* **Work to complete**: Of the lines listed below, return exactly those that run from the line containing "I need to find the shadow" through the line containing "I need to find the blurred", both included.

* **Extracted information**:

----

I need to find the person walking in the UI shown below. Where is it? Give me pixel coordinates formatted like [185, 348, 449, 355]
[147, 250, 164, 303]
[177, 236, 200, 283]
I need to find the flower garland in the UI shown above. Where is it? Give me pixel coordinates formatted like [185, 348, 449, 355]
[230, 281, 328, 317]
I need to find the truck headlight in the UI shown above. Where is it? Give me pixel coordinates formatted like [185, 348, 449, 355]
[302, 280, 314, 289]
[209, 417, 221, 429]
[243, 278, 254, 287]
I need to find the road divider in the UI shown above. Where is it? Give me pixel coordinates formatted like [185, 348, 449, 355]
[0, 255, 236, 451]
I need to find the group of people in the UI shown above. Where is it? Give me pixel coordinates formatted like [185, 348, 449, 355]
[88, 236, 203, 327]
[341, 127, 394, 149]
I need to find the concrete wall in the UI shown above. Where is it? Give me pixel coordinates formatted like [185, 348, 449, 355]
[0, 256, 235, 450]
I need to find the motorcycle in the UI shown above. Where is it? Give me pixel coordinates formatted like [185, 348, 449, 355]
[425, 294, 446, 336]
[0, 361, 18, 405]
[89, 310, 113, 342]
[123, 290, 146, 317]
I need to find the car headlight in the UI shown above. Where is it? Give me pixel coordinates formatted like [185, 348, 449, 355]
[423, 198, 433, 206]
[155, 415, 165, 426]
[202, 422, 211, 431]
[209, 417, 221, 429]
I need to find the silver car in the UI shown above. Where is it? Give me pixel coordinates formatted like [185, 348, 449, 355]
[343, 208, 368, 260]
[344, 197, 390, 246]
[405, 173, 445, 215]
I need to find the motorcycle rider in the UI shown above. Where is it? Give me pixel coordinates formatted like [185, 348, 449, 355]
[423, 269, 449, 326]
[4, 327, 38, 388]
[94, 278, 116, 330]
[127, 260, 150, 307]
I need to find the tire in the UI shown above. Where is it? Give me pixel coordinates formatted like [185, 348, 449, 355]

----

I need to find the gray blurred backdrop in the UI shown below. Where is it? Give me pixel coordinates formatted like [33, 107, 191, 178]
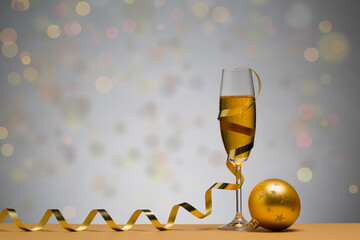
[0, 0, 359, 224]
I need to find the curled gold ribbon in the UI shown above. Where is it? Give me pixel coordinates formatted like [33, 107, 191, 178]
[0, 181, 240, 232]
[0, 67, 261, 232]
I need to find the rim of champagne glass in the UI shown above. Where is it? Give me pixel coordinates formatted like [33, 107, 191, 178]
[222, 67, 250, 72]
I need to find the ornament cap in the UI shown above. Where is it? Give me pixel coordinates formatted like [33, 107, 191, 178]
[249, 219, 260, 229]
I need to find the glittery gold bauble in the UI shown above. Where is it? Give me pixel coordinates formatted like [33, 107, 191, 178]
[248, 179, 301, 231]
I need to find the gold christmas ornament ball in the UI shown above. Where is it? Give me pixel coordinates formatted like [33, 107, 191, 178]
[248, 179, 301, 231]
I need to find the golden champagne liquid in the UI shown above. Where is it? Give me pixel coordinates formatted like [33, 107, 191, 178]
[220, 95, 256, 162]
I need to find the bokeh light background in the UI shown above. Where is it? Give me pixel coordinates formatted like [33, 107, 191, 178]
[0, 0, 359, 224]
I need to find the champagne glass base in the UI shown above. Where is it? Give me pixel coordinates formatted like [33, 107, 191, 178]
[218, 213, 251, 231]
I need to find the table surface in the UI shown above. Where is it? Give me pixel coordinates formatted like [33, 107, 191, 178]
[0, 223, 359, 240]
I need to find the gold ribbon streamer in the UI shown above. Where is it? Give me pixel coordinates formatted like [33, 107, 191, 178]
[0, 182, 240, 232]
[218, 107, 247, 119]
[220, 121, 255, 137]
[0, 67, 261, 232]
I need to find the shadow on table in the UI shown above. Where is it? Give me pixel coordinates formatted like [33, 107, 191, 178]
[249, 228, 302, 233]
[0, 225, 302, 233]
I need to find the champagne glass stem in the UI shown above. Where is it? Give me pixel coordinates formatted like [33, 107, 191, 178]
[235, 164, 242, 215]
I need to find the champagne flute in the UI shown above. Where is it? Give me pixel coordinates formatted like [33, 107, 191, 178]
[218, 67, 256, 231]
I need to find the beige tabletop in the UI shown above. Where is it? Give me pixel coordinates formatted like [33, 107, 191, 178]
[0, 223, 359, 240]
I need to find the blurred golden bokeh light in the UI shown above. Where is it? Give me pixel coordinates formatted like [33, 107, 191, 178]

----

* **Finished exercise**:
I need to find the shadow on table in the UI shown above. Where is it? Give me pixel coordinates formatted like [33, 107, 191, 178]
[249, 228, 302, 233]
[0, 225, 302, 233]
I need to find the champagne glass stem in the UI shown above. Where is it? Give me pixel coordinates formatted like [33, 107, 191, 178]
[235, 164, 242, 215]
I need to find the champagne flute in the UI shown above. Where is it? Give me pixel coordinates formatted like [33, 107, 191, 178]
[218, 67, 256, 231]
I need to find the beige tabletop in the UI shown above. Where is it? Give me pixel coordinates formatted like [33, 107, 191, 178]
[0, 223, 359, 240]
I need to find the blurred golden bokeh light in the UI shown above. Where is it? Give me pixel coordinates formatted like [33, 107, 191, 178]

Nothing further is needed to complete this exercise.